--- Begin Data supplied ---

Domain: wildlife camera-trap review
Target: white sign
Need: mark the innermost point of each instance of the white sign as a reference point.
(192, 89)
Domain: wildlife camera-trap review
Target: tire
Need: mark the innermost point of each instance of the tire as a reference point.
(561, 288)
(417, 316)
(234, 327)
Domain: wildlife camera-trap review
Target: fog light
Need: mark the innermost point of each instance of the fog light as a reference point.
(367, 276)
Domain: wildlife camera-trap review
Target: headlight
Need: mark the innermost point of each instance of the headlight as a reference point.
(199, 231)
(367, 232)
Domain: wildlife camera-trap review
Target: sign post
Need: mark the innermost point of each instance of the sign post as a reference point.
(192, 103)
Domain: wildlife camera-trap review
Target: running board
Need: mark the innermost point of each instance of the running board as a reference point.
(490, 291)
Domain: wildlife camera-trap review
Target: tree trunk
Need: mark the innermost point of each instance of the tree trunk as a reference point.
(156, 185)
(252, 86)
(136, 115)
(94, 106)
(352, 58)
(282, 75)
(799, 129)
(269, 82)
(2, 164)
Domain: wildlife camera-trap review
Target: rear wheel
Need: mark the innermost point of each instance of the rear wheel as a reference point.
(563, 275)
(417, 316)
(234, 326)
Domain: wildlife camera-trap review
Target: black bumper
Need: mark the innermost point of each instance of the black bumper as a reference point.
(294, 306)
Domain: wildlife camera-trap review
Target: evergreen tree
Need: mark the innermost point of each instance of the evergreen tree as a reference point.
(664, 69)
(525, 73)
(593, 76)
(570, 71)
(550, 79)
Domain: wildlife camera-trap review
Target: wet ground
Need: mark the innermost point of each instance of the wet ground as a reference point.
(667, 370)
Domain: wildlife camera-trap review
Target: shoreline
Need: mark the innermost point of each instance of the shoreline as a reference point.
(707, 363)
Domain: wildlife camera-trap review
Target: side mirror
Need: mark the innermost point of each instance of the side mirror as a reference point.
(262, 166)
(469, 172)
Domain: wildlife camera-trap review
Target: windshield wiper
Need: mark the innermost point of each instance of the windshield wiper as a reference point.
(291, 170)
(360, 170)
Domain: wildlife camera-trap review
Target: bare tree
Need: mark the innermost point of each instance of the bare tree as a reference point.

--- End Data supplied ---

## Exercise objective
Copy out the full set of records precisely, leaving nothing out.

## In response
Domain: wildlife camera-trap review
Target: white sign
Need: mark the innermost point of each instance of the white sign as a reference point.
(192, 89)
Domain: wildlife camera-trap review
Target: tire
Need: mark the innermost point of each instance of the tire as a reference point.
(561, 288)
(417, 316)
(234, 327)
Domain: wildlife camera-trap review
Target: fog light
Need: mark the innermost point of each instance of the fog light as a reference point.
(367, 276)
Domain: wildlife camera-trap review
Target: headlight
Need: mark the innermost point of each instance of the headlight as a reference point.
(199, 231)
(367, 232)
Domain: wildlife camera-trap review
Target: sign post
Need: mark the innermost point of each instance of the sign post as a reference point.
(192, 103)
Domain: wildlife camera-trap review
Target: running board
Need: mark the innermost point of each instance of the running board as a reference point.
(490, 291)
Domain: wildlife camera-trap review
Target: tree trunk
Need: mark the innermost point of each instance of the tree trunk as a reference point.
(156, 185)
(252, 86)
(136, 115)
(94, 106)
(352, 58)
(282, 75)
(799, 129)
(269, 82)
(2, 164)
Domain: wildlife camera-trap review
Target: rear wheel
Need: mark the innermost point of each instance of the rear wheel as a reference point.
(563, 275)
(417, 316)
(234, 326)
Domain: wildlife camera-trap review
Target: black bumper
Need: mark the innermost point of each instance of the black bumper as a reference point.
(294, 306)
Domain: wildlife camera-trap review
Target: evergreen tree
Need: mark the innermost point of each instance of the evergreen tree as a reference point.
(664, 69)
(525, 73)
(593, 76)
(570, 71)
(550, 79)
Domain: wildlife camera-trap review
Target: wet ground
Need: mark the innermost point of each instance of the wet ground as a reference point.
(667, 370)
Domain: wildlife camera-trap review
Target: shoreline
Need: mark the innermost point of each instance of the shoreline as a reference point.
(707, 363)
Domain: wildlife camera-trap review
Target: side mirror
Need: mark the innermost point of each instance of the side mirror as a reference point.
(262, 166)
(469, 172)
Domain: wildlife camera-trap review
Target: windshield wiper
Need: mark the innermost point of each instance of the windshield wiper as a reference point.
(291, 170)
(360, 170)
Domain: wildlife camera-trap review
Target: bare tree
Need: mark the innermost point of each instance of the bare tree as a reference point.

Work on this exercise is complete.